## Excerpt to read
A seismic shift is underway in today’s workplace. Two massive generations — the baby boomers and millennials — with very different needs and expectations are testing the abilities of even the most adroit human resources department. HR managers and chief financial officers must decide how companies are going to source talent as managing the four-generation workforce presents new challenges.
At my company, Bank of America, we are looking for new top talent in banking, as well as the research and technology spaces. Technology, research and development make sense for us, because simplifying banking and investing happens when the best and brightest put their minds together to create solutions.
Where do we find such talent? Our talent pipeline is focused on a few areas, such as reaching students early in their college careers and encouraging them to consider careers in financial services and technology.
We also look at the tremendous talent pool in our military. I am proud that in addition to working with thousands of colleagues who are veterans and veteran spouses, Bank of America has committed to hiring 10,000 veterans within the next few years. Here in Southern Nevada, we participate in more than 20 local military hiring events every year.
Baby Boomers, born between 1946 and 1964, differ from any other generation. Now more seniors are working compared to any time since the turn of the century. According to a recent Pew Research Center study, almost 20 percent of Americans 65 and older, or around 9 million people are full- or part-time employees. In 2000, that number was less than 13 percent.

## Dataset records

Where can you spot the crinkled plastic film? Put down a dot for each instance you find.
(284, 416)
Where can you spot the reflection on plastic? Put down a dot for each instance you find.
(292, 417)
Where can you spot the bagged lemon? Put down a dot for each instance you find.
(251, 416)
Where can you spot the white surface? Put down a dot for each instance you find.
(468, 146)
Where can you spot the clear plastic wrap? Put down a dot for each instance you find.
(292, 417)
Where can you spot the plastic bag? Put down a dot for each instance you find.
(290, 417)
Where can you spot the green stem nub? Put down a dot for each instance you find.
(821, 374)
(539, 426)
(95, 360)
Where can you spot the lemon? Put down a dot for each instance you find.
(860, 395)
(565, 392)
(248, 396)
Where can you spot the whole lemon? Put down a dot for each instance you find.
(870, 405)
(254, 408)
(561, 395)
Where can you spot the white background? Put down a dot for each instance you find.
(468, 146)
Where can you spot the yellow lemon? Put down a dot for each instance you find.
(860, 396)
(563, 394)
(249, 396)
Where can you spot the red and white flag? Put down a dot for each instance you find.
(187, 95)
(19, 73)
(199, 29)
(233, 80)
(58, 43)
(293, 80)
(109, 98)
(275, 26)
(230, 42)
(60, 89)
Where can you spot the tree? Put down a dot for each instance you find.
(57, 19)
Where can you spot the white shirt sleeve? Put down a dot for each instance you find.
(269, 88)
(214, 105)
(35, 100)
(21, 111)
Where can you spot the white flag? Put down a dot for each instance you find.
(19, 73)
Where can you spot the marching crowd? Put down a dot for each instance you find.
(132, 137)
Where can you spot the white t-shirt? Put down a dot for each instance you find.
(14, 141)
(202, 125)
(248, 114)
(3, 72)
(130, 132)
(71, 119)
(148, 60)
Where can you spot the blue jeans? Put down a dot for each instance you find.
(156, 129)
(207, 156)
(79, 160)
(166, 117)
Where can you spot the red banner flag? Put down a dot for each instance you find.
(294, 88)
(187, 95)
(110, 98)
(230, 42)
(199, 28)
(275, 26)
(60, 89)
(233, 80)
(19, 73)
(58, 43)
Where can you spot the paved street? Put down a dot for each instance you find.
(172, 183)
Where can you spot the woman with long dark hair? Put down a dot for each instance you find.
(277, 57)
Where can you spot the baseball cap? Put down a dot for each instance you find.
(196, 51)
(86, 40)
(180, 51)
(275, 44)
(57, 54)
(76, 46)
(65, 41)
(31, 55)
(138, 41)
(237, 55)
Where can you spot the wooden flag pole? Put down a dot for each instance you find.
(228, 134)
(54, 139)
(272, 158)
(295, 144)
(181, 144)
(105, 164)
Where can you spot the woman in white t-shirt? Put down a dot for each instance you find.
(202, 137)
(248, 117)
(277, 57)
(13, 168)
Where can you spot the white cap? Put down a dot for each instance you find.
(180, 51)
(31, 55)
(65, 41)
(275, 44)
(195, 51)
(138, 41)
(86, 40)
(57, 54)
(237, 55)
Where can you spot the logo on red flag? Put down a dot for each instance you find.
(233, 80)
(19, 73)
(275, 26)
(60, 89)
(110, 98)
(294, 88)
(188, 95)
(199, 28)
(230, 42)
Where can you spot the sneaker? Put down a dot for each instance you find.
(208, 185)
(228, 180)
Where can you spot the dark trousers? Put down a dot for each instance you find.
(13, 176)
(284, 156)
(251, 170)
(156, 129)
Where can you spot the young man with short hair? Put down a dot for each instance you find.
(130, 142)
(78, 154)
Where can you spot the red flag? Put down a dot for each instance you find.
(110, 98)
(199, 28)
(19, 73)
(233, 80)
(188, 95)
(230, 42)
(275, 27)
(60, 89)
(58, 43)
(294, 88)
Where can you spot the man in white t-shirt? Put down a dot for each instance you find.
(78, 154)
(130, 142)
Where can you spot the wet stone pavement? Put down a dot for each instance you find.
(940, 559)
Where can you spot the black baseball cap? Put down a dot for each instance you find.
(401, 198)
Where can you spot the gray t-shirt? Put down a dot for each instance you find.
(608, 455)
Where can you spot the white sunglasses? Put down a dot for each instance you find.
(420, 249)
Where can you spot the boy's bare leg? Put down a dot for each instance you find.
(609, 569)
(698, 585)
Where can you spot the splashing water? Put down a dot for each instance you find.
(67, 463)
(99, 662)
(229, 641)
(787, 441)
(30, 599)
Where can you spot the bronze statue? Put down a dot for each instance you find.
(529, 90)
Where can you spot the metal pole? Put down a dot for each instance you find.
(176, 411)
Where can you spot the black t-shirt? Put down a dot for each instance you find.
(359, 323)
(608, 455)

## Work order 1
List every calendar year written in figures in the article on generations in the workplace.
## Work order 2
Echo the stretch of the article on generations in the workplace from "At my company, Bank" through "to create solutions.".

## Expected answer 1
1946
1964
2000

## Expected answer 2
At my company, Bank of America, we are looking for new top talent in banking, as well as the research and technology spaces. Technology, research and development make sense for us, because simplifying banking and investing happens when the best and brightest put their minds together to create solutions.